→ **Task details**: Output every line of the entries below as a numbered list, omitting any blank lines.

#### Excerpted records

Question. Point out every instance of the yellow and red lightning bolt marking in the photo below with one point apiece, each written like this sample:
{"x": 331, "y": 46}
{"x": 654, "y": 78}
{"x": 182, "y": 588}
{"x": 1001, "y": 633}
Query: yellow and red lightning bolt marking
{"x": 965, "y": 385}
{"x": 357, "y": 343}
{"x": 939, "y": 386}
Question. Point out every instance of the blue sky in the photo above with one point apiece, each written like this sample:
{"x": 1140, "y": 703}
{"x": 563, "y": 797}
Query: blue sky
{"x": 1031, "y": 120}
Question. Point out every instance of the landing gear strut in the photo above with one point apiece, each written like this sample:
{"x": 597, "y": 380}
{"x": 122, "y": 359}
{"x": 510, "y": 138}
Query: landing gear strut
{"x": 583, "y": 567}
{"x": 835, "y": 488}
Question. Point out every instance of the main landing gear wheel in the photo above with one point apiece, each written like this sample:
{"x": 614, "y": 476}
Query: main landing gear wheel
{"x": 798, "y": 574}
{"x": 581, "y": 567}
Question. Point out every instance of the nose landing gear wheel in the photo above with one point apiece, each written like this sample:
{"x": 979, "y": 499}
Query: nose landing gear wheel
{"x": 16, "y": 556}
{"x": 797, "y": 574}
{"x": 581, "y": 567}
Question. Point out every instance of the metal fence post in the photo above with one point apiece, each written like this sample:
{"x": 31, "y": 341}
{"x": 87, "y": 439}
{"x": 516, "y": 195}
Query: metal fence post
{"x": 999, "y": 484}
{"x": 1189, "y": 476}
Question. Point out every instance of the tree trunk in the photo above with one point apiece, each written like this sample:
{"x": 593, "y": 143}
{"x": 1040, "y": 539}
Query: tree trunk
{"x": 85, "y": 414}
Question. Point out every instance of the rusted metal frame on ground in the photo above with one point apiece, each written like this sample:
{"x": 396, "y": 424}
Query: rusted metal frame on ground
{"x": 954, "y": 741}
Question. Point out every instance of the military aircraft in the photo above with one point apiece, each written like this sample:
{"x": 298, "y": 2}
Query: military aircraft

########

→ **The solution**:
1. Question. Point out every instance of the yellow and red lightning bolt marking in the photo below with one point apiece, each written like this sample:
2. {"x": 331, "y": 46}
3. {"x": 654, "y": 78}
4. {"x": 182, "y": 588}
5. {"x": 1001, "y": 633}
6. Query: yellow and red lightning bolt marking
7. {"x": 965, "y": 385}
8. {"x": 357, "y": 343}
9. {"x": 939, "y": 386}
10. Question. Point out every instance of the blue sky in the photo above with one point apiece, each written like this sample:
11. {"x": 1140, "y": 703}
12. {"x": 563, "y": 797}
13. Query: blue sky
14. {"x": 1031, "y": 120}
15. Question. Point out every instance of the landing gear strut in the photo above with one point apiece, each written like this sample:
16. {"x": 597, "y": 380}
17. {"x": 122, "y": 359}
18. {"x": 510, "y": 138}
19. Query: landing gear strut
20. {"x": 583, "y": 567}
21. {"x": 835, "y": 488}
22. Question. Point out every instance of the main landing gear wheel in the photo above with one point apiece, each written like this sample:
23. {"x": 614, "y": 476}
24. Query: main landing gear wheel
25. {"x": 798, "y": 574}
26. {"x": 581, "y": 567}
27. Question. Point out every instance of the nose landing gear wheel in the photo above with one point apiece, each written like this sample:
28. {"x": 979, "y": 499}
29. Query: nose landing gear wheel
30. {"x": 16, "y": 556}
31. {"x": 797, "y": 574}
32. {"x": 581, "y": 567}
33. Question. Point out every instance of the metal fence post in the photo above with one point apiece, each written like this sample:
34. {"x": 31, "y": 341}
35. {"x": 87, "y": 439}
36. {"x": 516, "y": 195}
37. Query: metal fence post
38. {"x": 999, "y": 484}
39. {"x": 1189, "y": 476}
40. Question. Point out every instance of the tree trunk in the photo above with one point apiece, each written like this sample:
41. {"x": 593, "y": 143}
42. {"x": 1040, "y": 539}
43. Query: tree trunk
44. {"x": 85, "y": 414}
45. Question. Point out every instance of the rusted metal frame on ground in the photo above with one point apiece, each written like this sample:
46. {"x": 396, "y": 424}
47. Query: rusted metal frame on ground
48. {"x": 954, "y": 741}
49. Question. Point out every instance of the military aircraft in the photo above with one point apiece, each written like this sample:
50. {"x": 298, "y": 2}
51. Query: military aircraft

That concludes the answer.